Reproduce the listing below line for line, with no changes.

Exercise data:
== Segment start ==

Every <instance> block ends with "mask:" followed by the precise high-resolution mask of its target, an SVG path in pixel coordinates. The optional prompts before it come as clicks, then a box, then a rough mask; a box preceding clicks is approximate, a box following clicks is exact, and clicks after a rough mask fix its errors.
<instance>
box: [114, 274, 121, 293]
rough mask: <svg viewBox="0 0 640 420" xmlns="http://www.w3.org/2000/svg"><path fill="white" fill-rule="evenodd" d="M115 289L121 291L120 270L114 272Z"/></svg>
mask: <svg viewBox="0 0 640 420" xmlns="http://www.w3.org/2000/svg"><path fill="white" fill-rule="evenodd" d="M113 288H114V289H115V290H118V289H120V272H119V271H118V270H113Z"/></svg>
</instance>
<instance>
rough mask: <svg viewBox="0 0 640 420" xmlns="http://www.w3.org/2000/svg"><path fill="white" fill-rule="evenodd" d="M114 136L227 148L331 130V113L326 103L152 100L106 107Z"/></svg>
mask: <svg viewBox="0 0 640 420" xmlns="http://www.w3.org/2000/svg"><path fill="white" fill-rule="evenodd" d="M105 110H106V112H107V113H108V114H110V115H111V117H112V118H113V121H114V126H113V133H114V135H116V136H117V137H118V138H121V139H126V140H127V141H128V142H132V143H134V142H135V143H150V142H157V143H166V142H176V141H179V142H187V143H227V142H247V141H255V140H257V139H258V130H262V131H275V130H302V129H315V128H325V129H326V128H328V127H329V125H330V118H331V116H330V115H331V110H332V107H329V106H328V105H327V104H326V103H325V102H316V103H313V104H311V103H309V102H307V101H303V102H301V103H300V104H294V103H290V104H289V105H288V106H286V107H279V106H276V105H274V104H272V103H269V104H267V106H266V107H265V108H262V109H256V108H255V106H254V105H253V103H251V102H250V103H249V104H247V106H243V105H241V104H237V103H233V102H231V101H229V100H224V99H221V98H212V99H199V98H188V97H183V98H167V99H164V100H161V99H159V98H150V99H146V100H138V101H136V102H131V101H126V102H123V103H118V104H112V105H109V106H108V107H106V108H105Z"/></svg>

== Segment end ==

Exercise solution:
Every <instance> block ends with "mask:" followed by the precise high-resolution mask of its target, an SVG path in pixel coordinates. The optional prompts before it come as clicks, then a box, then a rough mask; a box preceding clicks is approximate, a box following clicks is exact, and clicks after a rough mask fix its errors.
<instance>
box: [114, 274, 121, 293]
rough mask: <svg viewBox="0 0 640 420" xmlns="http://www.w3.org/2000/svg"><path fill="white" fill-rule="evenodd" d="M115 289L121 291L120 270L114 272Z"/></svg>
mask: <svg viewBox="0 0 640 420" xmlns="http://www.w3.org/2000/svg"><path fill="white" fill-rule="evenodd" d="M113 288H114V289H115V290H118V289H120V272H119V271H118V270H113Z"/></svg>
</instance>
<instance>
rough mask: <svg viewBox="0 0 640 420" xmlns="http://www.w3.org/2000/svg"><path fill="white" fill-rule="evenodd" d="M114 136L227 148L331 130V113L326 103L152 100L106 107Z"/></svg>
mask: <svg viewBox="0 0 640 420" xmlns="http://www.w3.org/2000/svg"><path fill="white" fill-rule="evenodd" d="M105 110H106V112H107V113H108V114H110V115H111V117H112V118H113V121H114V126H113V133H114V135H116V136H117V137H118V138H121V139H126V140H127V141H128V142H132V143H134V142H135V143H150V142H157V143H166V142H176V141H179V142H187V143H227V142H247V141H255V140H257V139H258V130H262V131H275V130H302V129H315V128H325V129H326V128H328V127H329V125H330V118H331V116H330V115H331V110H332V107H329V106H328V105H327V104H326V103H325V102H316V103H313V104H311V103H309V102H307V101H303V102H301V103H300V104H294V103H290V104H289V105H288V106H286V107H279V106H276V105H274V104H272V103H269V104H267V106H266V107H265V108H262V109H256V108H255V106H254V105H253V103H251V102H250V103H249V104H247V106H243V105H241V104H237V103H233V102H231V101H229V100H224V99H221V98H212V99H199V98H188V97H183V98H167V99H164V100H161V99H159V98H150V99H146V100H138V101H136V102H131V101H126V102H123V103H118V104H112V105H109V106H108V107H106V108H105Z"/></svg>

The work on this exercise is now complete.